_Testo estratto_
____

FONTI: Archivio Centrale dello Stato (Roma), Ministero dell’Interno, Direzione Generale di Pubblica Sicurezza, Divisione Affari Generali e Riservati, Casellario Politico Centrale, ad nomen; Comune di Livorno, Archivio di Stato Civile.




Livorno 1921. Ipotesi su una bandiera

Il Telegrafo / La Gazzetta Livornese 1º maggio 1923:

Due bandiere rosse sequestrate dai fascisti.

Dai fascisti dalla Sezione delle Case Popolari sono stati sequestrati nelle case di due ferrovieri due vessilli rossi: uno di seta con frangia nera, appartenente alla Sezione comunista di Livorno e l’altra al gruppo socialista «Spartaco».

Le bandiere sono state consegnate ai dirigenti del Fascio.

  Da questo vecchio articolo potrebbe iniziare una nuova ricerca per ricostruire la vera storia della bandiera della Sezione di Livorno del Partito Comunista d’Italia, attualmente esposta a Livorno presso il Museo della Città, dopo il difficile recupero e restauro compiuto nel 2015, durante cui è andato perduto ciò che restava sui bordi delle frange originarie (nere o dorate).

____

_Elenco_
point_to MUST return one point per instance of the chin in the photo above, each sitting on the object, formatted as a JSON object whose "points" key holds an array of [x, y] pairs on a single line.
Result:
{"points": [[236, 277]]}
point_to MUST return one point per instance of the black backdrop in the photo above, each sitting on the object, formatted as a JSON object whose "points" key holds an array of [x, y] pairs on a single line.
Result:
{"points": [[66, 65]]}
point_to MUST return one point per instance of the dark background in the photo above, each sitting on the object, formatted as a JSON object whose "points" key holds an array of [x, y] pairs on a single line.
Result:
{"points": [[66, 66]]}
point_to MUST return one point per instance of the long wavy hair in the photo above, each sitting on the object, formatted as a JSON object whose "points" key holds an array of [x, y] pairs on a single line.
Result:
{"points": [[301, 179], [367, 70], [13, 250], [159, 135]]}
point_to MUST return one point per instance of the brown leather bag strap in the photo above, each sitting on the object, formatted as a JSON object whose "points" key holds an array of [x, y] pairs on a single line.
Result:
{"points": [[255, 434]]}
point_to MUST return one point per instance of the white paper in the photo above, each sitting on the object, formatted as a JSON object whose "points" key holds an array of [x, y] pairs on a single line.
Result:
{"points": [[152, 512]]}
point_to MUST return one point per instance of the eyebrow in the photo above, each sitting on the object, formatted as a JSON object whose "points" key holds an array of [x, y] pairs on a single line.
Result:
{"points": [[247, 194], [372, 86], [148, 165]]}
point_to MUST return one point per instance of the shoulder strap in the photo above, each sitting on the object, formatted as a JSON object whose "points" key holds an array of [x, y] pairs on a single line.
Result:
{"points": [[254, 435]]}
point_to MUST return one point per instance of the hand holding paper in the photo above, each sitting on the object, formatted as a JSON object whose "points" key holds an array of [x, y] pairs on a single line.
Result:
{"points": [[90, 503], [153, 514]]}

____

_Compito_
Nel testo sulla bandiera comunista di Livorno, a chi furono consegnate le due bandiere sequestrate? Basati soltanto sul testo, senza considerare l'elenco.

_Risposta attesa_
Ai dirigenti del Fascio.